Data drawn from a collection
------------------------------------

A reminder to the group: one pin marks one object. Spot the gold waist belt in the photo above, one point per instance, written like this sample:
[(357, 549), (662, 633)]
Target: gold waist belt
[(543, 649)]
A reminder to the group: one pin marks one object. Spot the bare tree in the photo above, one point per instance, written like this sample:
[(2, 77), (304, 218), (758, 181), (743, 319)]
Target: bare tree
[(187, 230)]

------------------------------------

_What is asked:_
Convert the material above into a JSON list of strings, one string per line, leaving out any blank lines.

_Solution to this task:_
[
  "A reminder to the group: one pin marks one object. Spot the gold waist belt in the photo above, one point per instance, written like this sample:",
  "[(357, 549), (662, 633)]",
  "Target: gold waist belt",
  "[(543, 649)]",
  "A reminder to the group: one pin marks one object. Spot the bare tree in the photo above, one point per instance, written like this sample:",
  "[(2, 77), (304, 218), (758, 181), (743, 319)]",
  "Target: bare tree",
  "[(187, 230)]"
]